[Stored data]

[start]

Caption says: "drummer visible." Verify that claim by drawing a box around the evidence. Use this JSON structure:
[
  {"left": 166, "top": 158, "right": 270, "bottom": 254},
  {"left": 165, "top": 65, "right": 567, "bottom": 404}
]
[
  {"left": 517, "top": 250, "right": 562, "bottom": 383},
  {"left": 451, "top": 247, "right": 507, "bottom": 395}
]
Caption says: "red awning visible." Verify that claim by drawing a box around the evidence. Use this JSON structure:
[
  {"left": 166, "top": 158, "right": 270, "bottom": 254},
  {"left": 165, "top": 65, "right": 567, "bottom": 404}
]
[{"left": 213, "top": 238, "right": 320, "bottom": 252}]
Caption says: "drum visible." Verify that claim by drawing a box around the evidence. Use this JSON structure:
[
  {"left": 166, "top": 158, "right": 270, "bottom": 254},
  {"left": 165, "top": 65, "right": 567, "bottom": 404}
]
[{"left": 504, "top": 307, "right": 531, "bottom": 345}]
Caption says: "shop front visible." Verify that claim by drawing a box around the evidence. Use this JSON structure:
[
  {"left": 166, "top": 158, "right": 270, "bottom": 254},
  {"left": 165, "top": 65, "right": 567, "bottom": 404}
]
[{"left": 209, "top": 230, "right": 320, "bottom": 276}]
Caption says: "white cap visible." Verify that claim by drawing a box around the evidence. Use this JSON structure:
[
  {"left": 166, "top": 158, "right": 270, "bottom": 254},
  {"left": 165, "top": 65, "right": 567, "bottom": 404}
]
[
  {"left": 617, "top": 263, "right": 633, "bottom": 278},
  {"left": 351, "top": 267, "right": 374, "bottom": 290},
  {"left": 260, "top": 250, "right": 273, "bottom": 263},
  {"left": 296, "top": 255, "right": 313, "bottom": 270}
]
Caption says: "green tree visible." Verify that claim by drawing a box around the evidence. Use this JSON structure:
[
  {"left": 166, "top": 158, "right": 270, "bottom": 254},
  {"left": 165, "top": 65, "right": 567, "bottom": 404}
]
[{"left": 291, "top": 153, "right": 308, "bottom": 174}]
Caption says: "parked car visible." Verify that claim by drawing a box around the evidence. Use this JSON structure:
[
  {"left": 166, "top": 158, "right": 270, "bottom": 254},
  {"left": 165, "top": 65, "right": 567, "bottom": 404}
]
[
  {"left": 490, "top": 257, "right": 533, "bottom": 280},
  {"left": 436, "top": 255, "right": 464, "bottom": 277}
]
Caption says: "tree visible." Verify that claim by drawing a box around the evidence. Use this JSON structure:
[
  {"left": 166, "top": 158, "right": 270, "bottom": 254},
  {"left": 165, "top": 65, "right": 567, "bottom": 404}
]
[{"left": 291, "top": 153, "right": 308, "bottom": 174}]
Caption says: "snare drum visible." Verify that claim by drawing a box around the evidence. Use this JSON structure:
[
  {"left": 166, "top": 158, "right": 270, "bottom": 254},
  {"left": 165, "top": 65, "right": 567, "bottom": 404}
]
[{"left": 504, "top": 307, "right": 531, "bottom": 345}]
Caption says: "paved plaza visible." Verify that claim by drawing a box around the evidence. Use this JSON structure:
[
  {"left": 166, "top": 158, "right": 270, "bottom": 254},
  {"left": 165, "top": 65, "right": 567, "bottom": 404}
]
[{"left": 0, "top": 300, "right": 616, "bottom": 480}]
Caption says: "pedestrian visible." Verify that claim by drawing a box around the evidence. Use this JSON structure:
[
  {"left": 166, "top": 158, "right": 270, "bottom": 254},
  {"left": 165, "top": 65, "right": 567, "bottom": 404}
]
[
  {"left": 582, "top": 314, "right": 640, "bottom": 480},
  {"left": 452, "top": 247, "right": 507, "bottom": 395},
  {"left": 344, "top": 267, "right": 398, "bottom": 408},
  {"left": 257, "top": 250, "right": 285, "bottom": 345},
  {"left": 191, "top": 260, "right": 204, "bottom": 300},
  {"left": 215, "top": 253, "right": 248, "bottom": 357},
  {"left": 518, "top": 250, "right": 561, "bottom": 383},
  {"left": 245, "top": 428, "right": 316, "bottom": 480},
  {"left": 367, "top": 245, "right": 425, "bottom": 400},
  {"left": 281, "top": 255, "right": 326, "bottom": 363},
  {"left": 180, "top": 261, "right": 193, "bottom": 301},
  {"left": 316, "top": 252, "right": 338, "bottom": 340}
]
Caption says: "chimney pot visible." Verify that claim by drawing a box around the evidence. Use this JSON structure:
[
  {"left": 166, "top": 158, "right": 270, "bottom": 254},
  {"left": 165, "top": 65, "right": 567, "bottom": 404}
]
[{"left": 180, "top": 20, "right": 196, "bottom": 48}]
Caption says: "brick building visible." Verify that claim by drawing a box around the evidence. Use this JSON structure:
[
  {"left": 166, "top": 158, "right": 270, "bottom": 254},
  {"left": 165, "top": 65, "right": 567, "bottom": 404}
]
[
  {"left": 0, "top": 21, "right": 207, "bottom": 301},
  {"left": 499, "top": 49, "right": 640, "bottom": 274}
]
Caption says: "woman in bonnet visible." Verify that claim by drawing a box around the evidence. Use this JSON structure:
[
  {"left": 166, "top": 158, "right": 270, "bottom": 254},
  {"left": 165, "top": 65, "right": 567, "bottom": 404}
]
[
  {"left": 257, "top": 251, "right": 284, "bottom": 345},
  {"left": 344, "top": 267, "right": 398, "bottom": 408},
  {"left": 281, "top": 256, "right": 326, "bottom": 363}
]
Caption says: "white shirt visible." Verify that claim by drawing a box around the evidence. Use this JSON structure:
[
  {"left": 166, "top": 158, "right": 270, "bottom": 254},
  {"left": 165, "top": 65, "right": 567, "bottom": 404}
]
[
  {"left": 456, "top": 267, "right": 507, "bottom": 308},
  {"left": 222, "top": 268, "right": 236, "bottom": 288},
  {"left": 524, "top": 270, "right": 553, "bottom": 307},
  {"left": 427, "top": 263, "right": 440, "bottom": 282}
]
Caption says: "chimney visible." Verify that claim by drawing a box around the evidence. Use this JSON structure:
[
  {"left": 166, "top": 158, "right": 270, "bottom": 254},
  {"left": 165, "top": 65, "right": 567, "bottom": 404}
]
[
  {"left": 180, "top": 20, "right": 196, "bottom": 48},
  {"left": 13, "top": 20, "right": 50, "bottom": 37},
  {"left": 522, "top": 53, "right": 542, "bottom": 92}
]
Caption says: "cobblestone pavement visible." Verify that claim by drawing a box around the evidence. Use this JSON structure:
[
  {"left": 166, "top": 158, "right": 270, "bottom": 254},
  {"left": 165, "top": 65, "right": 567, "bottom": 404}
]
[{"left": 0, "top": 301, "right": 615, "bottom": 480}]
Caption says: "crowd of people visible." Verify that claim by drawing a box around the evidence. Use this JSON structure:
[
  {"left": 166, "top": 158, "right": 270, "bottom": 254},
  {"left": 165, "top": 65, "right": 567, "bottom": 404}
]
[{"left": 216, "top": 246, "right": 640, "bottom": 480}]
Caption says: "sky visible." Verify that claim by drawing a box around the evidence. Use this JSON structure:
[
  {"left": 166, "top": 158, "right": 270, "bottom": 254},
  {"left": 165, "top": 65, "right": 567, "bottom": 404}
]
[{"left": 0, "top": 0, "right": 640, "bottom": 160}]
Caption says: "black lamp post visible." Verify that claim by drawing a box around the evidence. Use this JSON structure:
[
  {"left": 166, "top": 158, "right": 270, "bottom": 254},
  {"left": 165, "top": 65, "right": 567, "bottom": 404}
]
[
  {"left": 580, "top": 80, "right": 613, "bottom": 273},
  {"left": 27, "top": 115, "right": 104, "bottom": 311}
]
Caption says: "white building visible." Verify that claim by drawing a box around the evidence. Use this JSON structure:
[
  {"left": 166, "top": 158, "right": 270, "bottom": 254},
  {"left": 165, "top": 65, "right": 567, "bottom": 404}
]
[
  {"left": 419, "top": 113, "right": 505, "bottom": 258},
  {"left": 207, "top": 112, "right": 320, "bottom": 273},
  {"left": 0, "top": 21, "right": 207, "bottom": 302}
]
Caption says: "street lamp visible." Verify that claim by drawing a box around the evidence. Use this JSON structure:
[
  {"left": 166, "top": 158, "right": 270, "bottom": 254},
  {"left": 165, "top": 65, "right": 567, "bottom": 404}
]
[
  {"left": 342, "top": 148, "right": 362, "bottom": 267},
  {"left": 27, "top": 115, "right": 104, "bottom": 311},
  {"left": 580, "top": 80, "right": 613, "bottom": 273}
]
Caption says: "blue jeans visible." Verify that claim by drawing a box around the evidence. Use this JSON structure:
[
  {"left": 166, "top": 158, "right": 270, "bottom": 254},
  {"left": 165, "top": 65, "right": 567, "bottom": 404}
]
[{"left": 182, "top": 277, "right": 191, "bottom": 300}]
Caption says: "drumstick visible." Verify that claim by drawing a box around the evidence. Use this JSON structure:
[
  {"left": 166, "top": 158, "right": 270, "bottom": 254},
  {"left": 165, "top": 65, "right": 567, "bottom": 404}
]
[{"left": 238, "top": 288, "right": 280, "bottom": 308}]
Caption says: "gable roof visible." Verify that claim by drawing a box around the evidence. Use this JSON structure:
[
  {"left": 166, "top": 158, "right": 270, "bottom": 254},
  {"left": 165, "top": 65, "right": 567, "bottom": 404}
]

[end]

GIVEN PROBLEM: Pick out every line in the records that contains the word "chimney" and list those lines.

COMPLETE ANSWER:
Caption says: "chimney pot visible." Verify that claim by drawing a box around the evidence. Use this JSON structure:
Caption says: "chimney visible." Verify that claim by drawing a box around the evidence. Use this JSON structure:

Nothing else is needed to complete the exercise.